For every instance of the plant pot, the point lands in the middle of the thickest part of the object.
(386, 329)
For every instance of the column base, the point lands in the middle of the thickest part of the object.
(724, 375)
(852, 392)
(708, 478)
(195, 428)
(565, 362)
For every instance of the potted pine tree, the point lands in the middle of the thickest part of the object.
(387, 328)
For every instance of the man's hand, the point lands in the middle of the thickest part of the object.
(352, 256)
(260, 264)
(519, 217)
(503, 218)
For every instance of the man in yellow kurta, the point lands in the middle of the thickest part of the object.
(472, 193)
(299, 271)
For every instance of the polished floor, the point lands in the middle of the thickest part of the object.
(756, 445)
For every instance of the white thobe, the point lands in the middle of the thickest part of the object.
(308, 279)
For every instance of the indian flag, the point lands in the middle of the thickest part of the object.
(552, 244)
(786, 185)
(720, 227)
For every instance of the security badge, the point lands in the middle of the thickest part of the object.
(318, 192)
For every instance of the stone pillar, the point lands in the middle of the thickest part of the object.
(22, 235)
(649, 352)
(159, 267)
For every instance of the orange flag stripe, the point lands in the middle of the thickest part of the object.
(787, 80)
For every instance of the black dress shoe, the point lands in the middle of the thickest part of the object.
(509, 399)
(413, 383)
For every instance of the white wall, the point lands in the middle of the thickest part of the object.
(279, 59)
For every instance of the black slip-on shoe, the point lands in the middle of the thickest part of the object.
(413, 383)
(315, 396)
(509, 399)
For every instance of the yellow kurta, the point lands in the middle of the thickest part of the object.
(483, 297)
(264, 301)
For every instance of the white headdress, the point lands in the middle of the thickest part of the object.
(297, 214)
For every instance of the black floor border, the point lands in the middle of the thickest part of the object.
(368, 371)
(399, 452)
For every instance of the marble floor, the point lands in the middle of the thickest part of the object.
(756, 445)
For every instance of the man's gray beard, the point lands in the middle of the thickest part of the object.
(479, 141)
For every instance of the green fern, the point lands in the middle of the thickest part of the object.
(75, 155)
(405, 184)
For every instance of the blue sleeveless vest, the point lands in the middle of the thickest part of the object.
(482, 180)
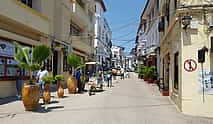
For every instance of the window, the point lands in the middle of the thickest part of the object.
(48, 64)
(176, 68)
(158, 4)
(74, 30)
(8, 66)
(27, 2)
(175, 4)
(65, 65)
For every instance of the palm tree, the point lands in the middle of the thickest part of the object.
(31, 59)
(74, 61)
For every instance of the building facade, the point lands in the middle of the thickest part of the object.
(31, 23)
(148, 40)
(103, 36)
(186, 36)
(118, 57)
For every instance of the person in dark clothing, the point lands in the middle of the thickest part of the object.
(18, 83)
(78, 77)
(109, 79)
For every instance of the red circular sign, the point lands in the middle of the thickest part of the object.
(190, 65)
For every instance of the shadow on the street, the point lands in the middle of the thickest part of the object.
(8, 100)
(43, 109)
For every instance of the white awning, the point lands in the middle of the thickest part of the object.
(91, 63)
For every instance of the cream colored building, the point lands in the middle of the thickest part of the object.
(65, 25)
(180, 41)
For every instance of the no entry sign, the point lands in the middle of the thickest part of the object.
(190, 65)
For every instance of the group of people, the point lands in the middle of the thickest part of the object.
(108, 78)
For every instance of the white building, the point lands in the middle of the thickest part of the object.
(103, 36)
(148, 36)
(130, 62)
(118, 56)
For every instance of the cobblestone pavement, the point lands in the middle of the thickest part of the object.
(131, 101)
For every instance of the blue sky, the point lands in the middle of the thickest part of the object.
(123, 17)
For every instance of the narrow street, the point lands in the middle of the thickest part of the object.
(131, 101)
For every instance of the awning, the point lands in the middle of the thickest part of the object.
(91, 63)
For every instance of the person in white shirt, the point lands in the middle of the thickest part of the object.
(122, 73)
(41, 73)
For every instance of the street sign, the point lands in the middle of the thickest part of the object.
(190, 65)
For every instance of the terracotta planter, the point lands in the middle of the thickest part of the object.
(150, 80)
(60, 89)
(145, 79)
(46, 93)
(30, 96)
(165, 93)
(72, 85)
(156, 81)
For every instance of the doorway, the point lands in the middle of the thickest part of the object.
(166, 73)
(55, 63)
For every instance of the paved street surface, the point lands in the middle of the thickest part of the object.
(131, 101)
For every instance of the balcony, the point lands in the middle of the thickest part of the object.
(17, 13)
(195, 2)
(81, 44)
(79, 15)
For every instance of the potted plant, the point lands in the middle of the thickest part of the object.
(146, 73)
(141, 71)
(152, 74)
(31, 61)
(60, 79)
(46, 94)
(74, 61)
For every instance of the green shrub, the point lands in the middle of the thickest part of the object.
(48, 79)
(59, 78)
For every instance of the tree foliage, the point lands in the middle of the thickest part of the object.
(31, 59)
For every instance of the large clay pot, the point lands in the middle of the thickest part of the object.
(165, 93)
(114, 73)
(60, 89)
(46, 93)
(150, 80)
(72, 85)
(30, 96)
(145, 79)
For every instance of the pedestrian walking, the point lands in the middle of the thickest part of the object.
(18, 83)
(109, 79)
(41, 73)
(122, 73)
(100, 79)
(78, 77)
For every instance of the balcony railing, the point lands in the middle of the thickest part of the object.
(80, 14)
(81, 43)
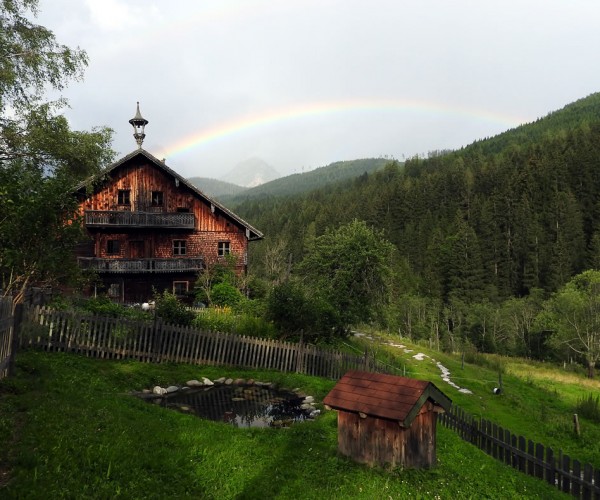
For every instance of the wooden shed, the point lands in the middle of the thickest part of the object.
(387, 420)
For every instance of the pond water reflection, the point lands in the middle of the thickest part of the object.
(241, 406)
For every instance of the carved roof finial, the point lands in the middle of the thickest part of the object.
(138, 123)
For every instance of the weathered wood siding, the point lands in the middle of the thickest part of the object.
(382, 442)
(141, 179)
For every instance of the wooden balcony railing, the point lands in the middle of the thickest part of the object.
(120, 266)
(115, 218)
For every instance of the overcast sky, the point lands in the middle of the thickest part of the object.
(301, 84)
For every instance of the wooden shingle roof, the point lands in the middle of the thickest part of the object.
(384, 396)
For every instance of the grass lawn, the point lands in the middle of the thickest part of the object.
(70, 428)
(538, 399)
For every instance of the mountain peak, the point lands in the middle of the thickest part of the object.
(251, 173)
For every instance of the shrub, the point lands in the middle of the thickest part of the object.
(589, 407)
(225, 294)
(171, 310)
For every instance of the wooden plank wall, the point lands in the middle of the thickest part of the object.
(534, 459)
(6, 333)
(117, 338)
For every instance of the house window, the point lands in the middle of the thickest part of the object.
(113, 247)
(157, 198)
(114, 290)
(180, 288)
(223, 248)
(123, 197)
(179, 247)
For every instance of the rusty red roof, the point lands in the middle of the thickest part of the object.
(384, 396)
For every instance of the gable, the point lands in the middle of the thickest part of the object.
(140, 172)
(384, 396)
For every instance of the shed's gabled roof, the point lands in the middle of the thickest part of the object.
(384, 396)
(253, 234)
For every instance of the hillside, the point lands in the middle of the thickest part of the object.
(483, 235)
(585, 110)
(216, 188)
(251, 172)
(304, 182)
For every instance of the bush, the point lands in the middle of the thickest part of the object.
(171, 310)
(293, 310)
(225, 294)
(225, 321)
(589, 407)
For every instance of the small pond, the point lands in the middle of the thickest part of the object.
(240, 406)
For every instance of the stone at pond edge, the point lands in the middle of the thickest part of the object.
(194, 383)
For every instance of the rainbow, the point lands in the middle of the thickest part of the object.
(297, 112)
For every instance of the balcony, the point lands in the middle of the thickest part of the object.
(141, 266)
(118, 218)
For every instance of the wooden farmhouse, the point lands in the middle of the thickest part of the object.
(387, 420)
(150, 228)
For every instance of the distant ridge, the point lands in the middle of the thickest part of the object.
(318, 178)
(250, 173)
(215, 188)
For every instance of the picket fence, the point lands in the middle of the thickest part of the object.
(155, 341)
(112, 338)
(534, 459)
(6, 335)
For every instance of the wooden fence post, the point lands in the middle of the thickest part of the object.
(300, 354)
(17, 323)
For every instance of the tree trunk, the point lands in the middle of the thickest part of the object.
(591, 368)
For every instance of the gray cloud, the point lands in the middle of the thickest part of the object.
(304, 83)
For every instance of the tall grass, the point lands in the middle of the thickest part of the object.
(69, 427)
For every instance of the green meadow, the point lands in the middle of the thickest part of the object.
(70, 428)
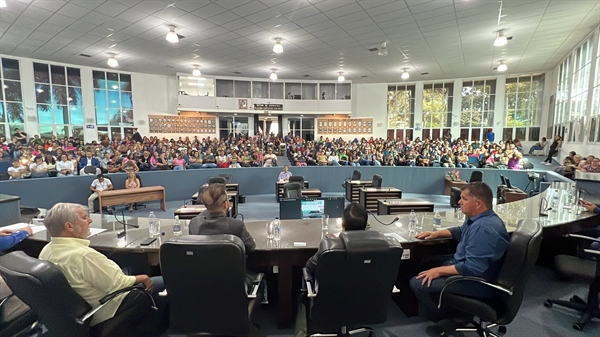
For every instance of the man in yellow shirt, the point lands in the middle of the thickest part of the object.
(91, 274)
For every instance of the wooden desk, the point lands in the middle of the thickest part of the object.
(368, 196)
(397, 206)
(448, 184)
(279, 189)
(127, 196)
(352, 187)
(514, 195)
(188, 212)
(233, 200)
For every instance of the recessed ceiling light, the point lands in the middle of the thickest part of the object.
(112, 61)
(171, 35)
(278, 48)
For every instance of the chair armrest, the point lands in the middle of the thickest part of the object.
(104, 300)
(460, 278)
(255, 285)
(579, 236)
(309, 283)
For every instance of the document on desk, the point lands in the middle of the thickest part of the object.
(396, 236)
(21, 225)
(95, 231)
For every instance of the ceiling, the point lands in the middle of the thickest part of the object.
(444, 38)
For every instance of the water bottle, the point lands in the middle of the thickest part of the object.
(437, 221)
(555, 201)
(277, 229)
(154, 227)
(177, 226)
(412, 221)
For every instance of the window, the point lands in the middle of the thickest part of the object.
(12, 115)
(114, 103)
(523, 107)
(59, 103)
(477, 110)
(437, 109)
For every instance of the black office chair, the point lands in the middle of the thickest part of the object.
(205, 277)
(44, 288)
(292, 191)
(355, 277)
(585, 270)
(16, 318)
(356, 175)
(455, 198)
(217, 180)
(139, 205)
(297, 179)
(476, 176)
(507, 292)
(377, 180)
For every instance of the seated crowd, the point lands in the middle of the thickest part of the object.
(443, 152)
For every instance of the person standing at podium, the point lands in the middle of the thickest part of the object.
(482, 242)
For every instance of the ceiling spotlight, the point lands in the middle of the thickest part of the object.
(171, 35)
(501, 40)
(196, 71)
(383, 49)
(278, 48)
(112, 61)
(405, 75)
(502, 66)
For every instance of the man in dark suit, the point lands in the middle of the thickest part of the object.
(215, 221)
(88, 160)
(353, 218)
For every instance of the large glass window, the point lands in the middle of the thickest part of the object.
(12, 115)
(401, 111)
(59, 99)
(113, 101)
(477, 108)
(523, 107)
(437, 109)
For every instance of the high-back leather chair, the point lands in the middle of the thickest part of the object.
(44, 288)
(217, 180)
(292, 191)
(377, 180)
(355, 276)
(205, 277)
(507, 292)
(297, 179)
(585, 270)
(476, 176)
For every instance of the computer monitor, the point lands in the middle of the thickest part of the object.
(508, 185)
(311, 208)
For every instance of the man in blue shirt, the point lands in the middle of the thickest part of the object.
(482, 242)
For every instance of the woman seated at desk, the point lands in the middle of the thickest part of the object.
(285, 174)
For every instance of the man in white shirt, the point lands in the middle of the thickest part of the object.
(91, 274)
(98, 185)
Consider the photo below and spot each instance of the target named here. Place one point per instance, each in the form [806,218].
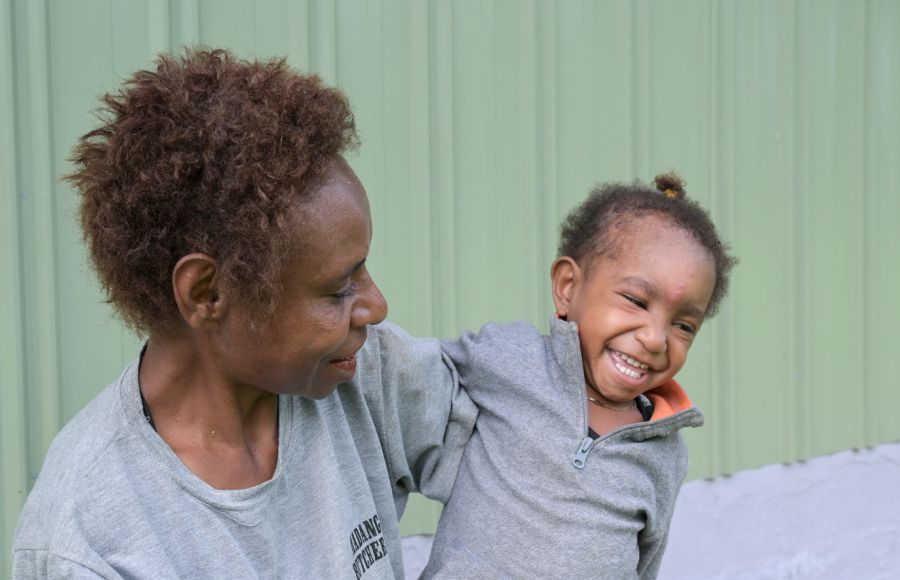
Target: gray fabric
[520,507]
[113,500]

### Activity
Return exactly the lines from the one with "For every instance of the man in blue" through the last line of the entries above, both ends included. No pictures may appear in the copy.

### Written answer
For every instance of the man in blue shirt, the point lands in the middle of the thickest part of the object.
(482, 242)
For every instance of the woman seated at desk, the point lands in the middle of the thickest part of the object.
(285, 174)
For every instance of the man in white shirt, the point lands in the middle of the thickest part of the object.
(91, 274)
(98, 185)
Consider the photo below and spot each instance of the target named here. Place one point per instance, each in the form [806,218].
Target: gray fabric
[520,507]
[113,500]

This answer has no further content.